Stored rows:
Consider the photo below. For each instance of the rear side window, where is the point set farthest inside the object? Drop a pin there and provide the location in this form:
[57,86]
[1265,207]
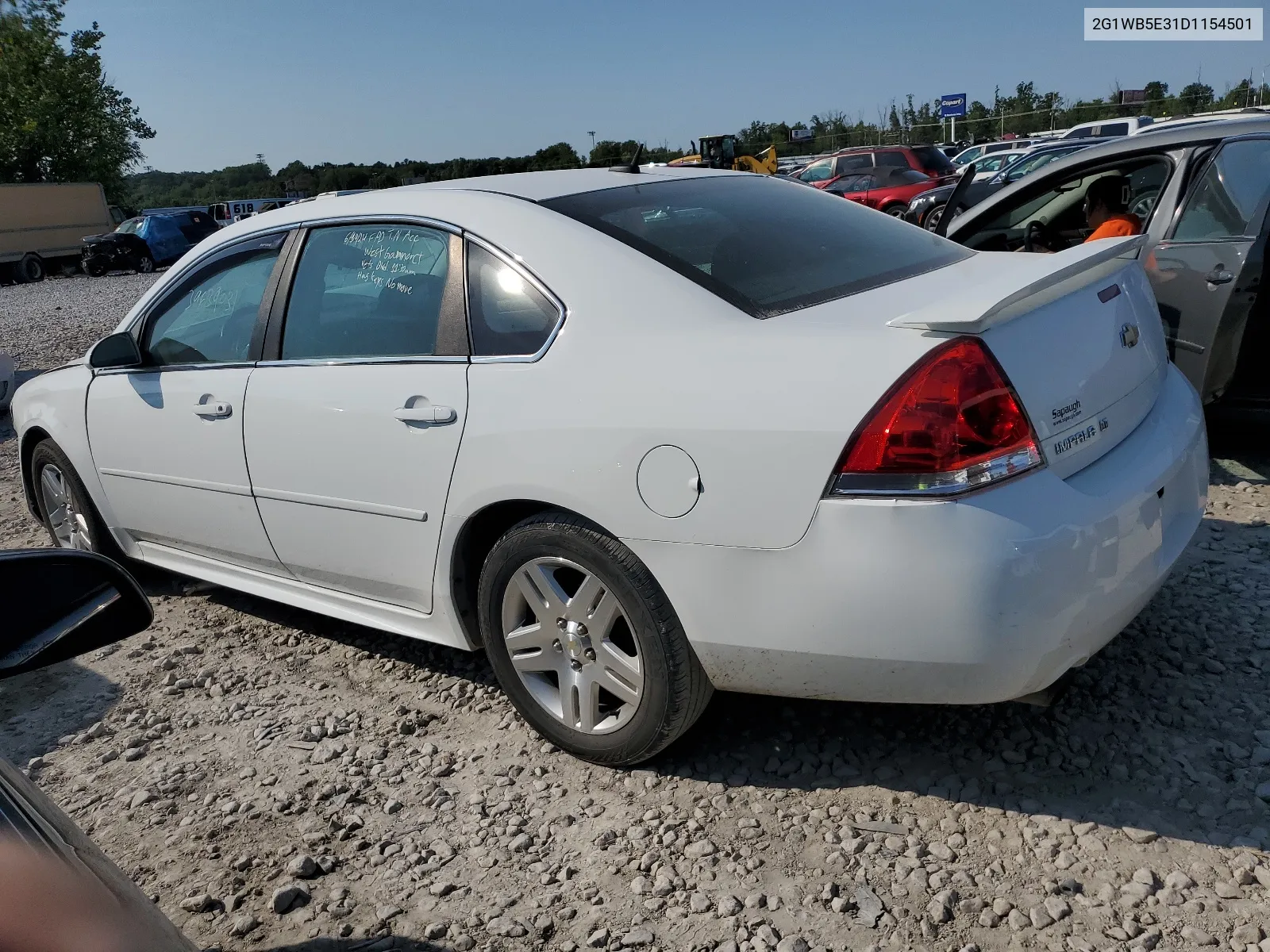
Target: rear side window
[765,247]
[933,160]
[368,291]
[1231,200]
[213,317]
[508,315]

---

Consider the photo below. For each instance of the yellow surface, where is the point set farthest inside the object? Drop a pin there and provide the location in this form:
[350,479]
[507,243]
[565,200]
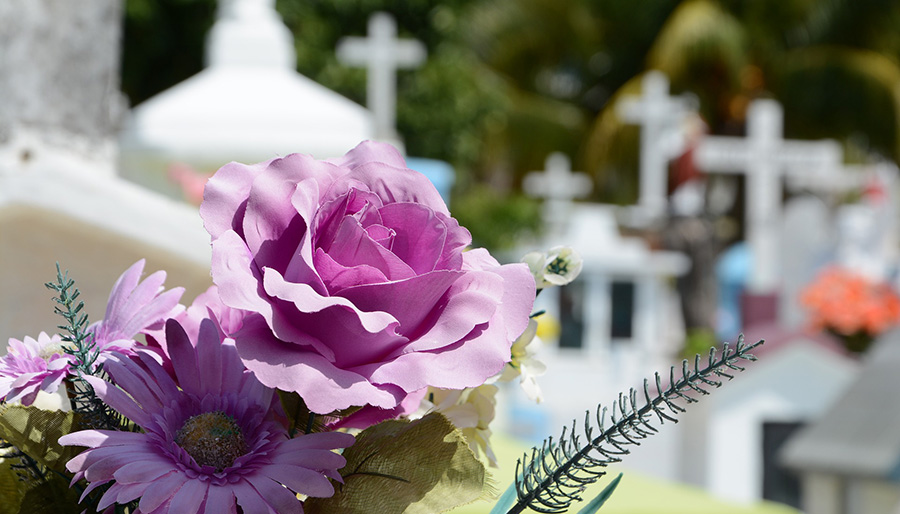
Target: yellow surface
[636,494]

...

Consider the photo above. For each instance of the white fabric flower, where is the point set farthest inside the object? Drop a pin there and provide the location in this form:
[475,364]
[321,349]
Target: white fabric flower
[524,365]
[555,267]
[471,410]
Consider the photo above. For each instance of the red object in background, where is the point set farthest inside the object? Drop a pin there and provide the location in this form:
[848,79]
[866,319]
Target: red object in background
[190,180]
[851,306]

Task to complete:
Please tally the lines in the records above that contain the string "rear". Case counts, so only that exact capitalization qualifies. Reply with the number alone.

Result of this exercise:
2